- Requirement
Reproduce exactly the lines from the line containing "Target: plaid shirt" through the last line of the listing, and no others.

- Source material
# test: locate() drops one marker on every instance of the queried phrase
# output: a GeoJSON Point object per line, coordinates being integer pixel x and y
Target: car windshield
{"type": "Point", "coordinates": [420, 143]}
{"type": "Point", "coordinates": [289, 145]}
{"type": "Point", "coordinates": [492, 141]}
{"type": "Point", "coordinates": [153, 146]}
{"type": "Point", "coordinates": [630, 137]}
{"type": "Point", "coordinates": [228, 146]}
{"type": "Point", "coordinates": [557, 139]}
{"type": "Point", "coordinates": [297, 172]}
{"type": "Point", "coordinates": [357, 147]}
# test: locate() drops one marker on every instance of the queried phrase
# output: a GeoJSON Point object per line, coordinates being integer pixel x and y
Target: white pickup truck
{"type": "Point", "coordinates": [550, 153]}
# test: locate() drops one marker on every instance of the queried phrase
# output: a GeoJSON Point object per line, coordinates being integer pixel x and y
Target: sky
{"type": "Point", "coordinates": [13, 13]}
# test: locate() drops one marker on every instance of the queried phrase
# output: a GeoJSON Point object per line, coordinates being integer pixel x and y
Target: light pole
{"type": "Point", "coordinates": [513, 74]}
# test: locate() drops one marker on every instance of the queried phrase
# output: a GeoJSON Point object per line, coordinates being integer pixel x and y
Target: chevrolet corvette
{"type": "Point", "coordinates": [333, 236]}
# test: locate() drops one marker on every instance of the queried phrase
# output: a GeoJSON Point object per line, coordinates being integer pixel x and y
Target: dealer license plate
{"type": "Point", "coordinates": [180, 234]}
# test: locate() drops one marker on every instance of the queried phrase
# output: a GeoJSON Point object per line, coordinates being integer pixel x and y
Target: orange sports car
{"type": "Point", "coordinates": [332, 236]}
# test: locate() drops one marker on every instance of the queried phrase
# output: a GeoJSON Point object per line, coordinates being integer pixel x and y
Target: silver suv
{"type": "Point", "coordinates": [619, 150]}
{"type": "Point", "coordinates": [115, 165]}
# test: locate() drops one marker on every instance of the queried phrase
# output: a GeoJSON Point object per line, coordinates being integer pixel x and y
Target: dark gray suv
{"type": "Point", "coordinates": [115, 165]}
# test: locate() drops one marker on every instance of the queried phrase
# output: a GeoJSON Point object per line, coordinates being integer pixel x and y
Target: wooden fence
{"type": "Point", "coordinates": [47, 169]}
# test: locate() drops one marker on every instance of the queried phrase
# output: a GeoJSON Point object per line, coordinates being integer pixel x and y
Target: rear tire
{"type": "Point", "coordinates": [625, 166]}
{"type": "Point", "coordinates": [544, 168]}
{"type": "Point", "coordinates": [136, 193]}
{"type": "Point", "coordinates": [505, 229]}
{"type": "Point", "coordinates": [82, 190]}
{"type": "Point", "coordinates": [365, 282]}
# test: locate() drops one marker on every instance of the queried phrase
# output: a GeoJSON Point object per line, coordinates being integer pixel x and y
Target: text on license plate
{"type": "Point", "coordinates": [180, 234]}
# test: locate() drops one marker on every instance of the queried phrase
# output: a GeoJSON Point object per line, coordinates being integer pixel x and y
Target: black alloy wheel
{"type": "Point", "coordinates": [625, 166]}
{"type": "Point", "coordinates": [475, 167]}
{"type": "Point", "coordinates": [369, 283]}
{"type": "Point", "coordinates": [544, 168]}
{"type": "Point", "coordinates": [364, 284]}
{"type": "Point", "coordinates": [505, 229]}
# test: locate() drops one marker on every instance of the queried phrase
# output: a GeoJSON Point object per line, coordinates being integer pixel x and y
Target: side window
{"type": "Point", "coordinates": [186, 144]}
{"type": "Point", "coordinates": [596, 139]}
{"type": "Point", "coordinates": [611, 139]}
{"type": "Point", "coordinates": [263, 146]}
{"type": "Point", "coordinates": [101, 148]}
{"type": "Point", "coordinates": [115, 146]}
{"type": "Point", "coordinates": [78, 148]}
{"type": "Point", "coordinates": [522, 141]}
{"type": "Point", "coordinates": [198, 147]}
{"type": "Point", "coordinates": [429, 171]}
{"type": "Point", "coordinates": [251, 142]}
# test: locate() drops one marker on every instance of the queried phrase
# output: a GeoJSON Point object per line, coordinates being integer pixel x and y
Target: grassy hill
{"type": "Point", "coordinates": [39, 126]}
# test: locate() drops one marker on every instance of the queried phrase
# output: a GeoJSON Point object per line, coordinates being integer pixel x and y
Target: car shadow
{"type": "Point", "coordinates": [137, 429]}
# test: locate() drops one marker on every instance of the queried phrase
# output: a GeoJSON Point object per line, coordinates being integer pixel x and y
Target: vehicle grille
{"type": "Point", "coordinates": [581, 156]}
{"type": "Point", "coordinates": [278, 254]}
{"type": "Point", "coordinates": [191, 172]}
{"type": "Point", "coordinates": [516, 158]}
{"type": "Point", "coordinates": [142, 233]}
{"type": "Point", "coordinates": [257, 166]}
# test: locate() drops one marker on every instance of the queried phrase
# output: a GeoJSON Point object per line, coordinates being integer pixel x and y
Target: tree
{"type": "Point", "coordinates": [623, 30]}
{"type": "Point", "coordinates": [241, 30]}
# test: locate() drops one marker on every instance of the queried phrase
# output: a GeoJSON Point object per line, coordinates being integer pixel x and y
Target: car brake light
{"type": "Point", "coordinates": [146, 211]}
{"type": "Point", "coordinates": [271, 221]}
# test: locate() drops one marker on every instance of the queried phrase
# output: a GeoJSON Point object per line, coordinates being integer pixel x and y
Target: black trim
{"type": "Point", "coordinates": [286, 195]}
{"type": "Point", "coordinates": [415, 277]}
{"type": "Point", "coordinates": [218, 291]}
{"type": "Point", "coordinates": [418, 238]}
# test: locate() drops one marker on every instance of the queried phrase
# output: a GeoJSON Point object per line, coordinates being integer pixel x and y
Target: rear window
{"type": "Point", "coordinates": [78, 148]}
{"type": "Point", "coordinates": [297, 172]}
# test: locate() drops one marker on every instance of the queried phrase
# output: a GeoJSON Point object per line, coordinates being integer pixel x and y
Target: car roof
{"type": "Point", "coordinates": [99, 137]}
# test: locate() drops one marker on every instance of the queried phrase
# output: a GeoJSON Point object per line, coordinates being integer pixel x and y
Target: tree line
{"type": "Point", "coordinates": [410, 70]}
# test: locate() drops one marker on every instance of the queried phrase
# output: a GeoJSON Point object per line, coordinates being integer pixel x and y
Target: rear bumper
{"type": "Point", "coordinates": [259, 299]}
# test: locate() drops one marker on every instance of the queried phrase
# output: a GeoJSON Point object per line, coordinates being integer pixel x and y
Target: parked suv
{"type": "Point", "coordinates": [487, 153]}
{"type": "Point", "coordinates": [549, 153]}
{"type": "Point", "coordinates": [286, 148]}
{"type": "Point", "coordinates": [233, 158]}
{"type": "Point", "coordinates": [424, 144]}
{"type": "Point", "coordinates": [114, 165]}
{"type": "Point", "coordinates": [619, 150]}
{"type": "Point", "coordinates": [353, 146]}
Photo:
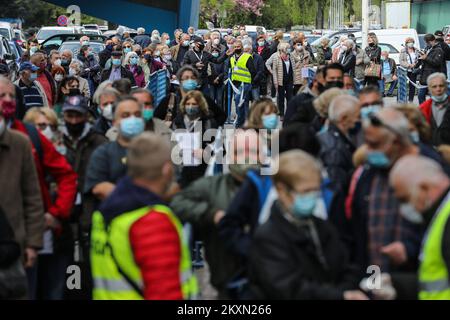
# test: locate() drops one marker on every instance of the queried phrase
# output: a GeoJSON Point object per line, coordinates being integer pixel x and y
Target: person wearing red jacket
{"type": "Point", "coordinates": [435, 109]}
{"type": "Point", "coordinates": [49, 163]}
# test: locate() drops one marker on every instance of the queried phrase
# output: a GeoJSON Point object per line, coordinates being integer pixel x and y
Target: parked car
{"type": "Point", "coordinates": [54, 42]}
{"type": "Point", "coordinates": [47, 32]}
{"type": "Point", "coordinates": [6, 30]}
{"type": "Point", "coordinates": [75, 46]}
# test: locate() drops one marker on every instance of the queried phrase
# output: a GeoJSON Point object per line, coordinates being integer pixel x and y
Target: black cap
{"type": "Point", "coordinates": [4, 69]}
{"type": "Point", "coordinates": [75, 103]}
{"type": "Point", "coordinates": [116, 54]}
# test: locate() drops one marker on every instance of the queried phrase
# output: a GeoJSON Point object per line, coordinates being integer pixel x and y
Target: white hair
{"type": "Point", "coordinates": [413, 170]}
{"type": "Point", "coordinates": [342, 105]}
{"type": "Point", "coordinates": [436, 75]}
{"type": "Point", "coordinates": [128, 56]}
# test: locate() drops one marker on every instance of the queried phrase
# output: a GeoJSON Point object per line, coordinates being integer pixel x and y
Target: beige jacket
{"type": "Point", "coordinates": [20, 195]}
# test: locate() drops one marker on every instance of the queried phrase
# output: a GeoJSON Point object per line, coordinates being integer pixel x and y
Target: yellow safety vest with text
{"type": "Point", "coordinates": [239, 69]}
{"type": "Point", "coordinates": [114, 271]}
{"type": "Point", "coordinates": [434, 282]}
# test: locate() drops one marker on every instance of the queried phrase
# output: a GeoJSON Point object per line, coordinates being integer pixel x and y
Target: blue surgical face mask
{"type": "Point", "coordinates": [189, 85]}
{"type": "Point", "coordinates": [378, 159]}
{"type": "Point", "coordinates": [440, 99]}
{"type": "Point", "coordinates": [131, 127]}
{"type": "Point", "coordinates": [147, 114]}
{"type": "Point", "coordinates": [366, 111]}
{"type": "Point", "coordinates": [304, 204]}
{"type": "Point", "coordinates": [415, 137]}
{"type": "Point", "coordinates": [134, 60]}
{"type": "Point", "coordinates": [270, 121]}
{"type": "Point", "coordinates": [192, 111]}
{"type": "Point", "coordinates": [116, 62]}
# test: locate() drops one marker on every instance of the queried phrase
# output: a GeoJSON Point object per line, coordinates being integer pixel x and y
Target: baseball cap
{"type": "Point", "coordinates": [28, 66]}
{"type": "Point", "coordinates": [4, 69]}
{"type": "Point", "coordinates": [75, 103]}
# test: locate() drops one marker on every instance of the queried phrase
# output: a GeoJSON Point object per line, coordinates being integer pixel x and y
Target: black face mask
{"type": "Point", "coordinates": [75, 130]}
{"type": "Point", "coordinates": [74, 92]}
{"type": "Point", "coordinates": [334, 84]}
{"type": "Point", "coordinates": [320, 87]}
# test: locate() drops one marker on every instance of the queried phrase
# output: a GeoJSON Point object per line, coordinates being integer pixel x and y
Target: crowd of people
{"type": "Point", "coordinates": [88, 175]}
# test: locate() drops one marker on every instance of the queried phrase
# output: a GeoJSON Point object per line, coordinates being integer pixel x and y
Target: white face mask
{"type": "Point", "coordinates": [2, 126]}
{"type": "Point", "coordinates": [108, 112]}
{"type": "Point", "coordinates": [48, 133]}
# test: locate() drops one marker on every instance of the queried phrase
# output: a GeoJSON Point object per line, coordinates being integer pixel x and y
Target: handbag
{"type": "Point", "coordinates": [13, 281]}
{"type": "Point", "coordinates": [373, 70]}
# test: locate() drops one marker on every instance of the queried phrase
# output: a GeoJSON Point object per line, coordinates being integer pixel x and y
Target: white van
{"type": "Point", "coordinates": [7, 30]}
{"type": "Point", "coordinates": [47, 32]}
{"type": "Point", "coordinates": [392, 40]}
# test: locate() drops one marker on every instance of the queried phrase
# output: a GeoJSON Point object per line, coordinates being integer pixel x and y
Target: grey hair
{"type": "Point", "coordinates": [283, 46]}
{"type": "Point", "coordinates": [395, 120]}
{"type": "Point", "coordinates": [436, 75]}
{"type": "Point", "coordinates": [413, 170]}
{"type": "Point", "coordinates": [342, 105]}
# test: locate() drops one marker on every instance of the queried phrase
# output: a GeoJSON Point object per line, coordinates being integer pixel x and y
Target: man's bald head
{"type": "Point", "coordinates": [412, 175]}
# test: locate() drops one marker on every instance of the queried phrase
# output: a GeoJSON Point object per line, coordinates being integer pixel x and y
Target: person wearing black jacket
{"type": "Point", "coordinates": [430, 61]}
{"type": "Point", "coordinates": [295, 255]}
{"type": "Point", "coordinates": [200, 59]}
{"type": "Point", "coordinates": [166, 110]}
{"type": "Point", "coordinates": [445, 47]}
{"type": "Point", "coordinates": [423, 188]}
{"type": "Point", "coordinates": [348, 58]}
{"type": "Point", "coordinates": [373, 51]}
{"type": "Point", "coordinates": [117, 74]}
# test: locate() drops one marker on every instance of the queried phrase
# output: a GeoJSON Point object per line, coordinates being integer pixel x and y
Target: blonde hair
{"type": "Point", "coordinates": [198, 96]}
{"type": "Point", "coordinates": [296, 166]}
{"type": "Point", "coordinates": [33, 113]}
{"type": "Point", "coordinates": [257, 110]}
{"type": "Point", "coordinates": [322, 103]}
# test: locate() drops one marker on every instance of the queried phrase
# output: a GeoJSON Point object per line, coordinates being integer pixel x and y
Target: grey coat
{"type": "Point", "coordinates": [20, 195]}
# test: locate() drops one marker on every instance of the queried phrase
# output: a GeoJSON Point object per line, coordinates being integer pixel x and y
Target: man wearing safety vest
{"type": "Point", "coordinates": [137, 246]}
{"type": "Point", "coordinates": [424, 189]}
{"type": "Point", "coordinates": [243, 71]}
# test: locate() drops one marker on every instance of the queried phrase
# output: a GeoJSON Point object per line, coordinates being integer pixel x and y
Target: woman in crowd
{"type": "Point", "coordinates": [132, 64]}
{"type": "Point", "coordinates": [74, 71]}
{"type": "Point", "coordinates": [193, 116]}
{"type": "Point", "coordinates": [408, 60]}
{"type": "Point", "coordinates": [301, 60]}
{"type": "Point", "coordinates": [373, 51]}
{"type": "Point", "coordinates": [283, 75]}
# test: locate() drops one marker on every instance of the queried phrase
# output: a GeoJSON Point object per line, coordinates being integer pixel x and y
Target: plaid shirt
{"type": "Point", "coordinates": [386, 225]}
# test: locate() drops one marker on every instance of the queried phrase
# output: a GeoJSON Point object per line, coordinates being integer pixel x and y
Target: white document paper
{"type": "Point", "coordinates": [188, 142]}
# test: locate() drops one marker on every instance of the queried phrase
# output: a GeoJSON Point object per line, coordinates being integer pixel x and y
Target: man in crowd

- Final answer
Target: plaid shirt
{"type": "Point", "coordinates": [386, 225]}
# test: locate() drops one marker on every instance of the queried phrase
# output: a GeoJSON Point object per line, coordinates being integer pixel x and y
Target: white document paper
{"type": "Point", "coordinates": [188, 142]}
# test: locate() drops one marker on every instance of the queried phrase
# output: a GeoJSON Point object per line, coordinates being integer pixel x and y
Target: man in crowd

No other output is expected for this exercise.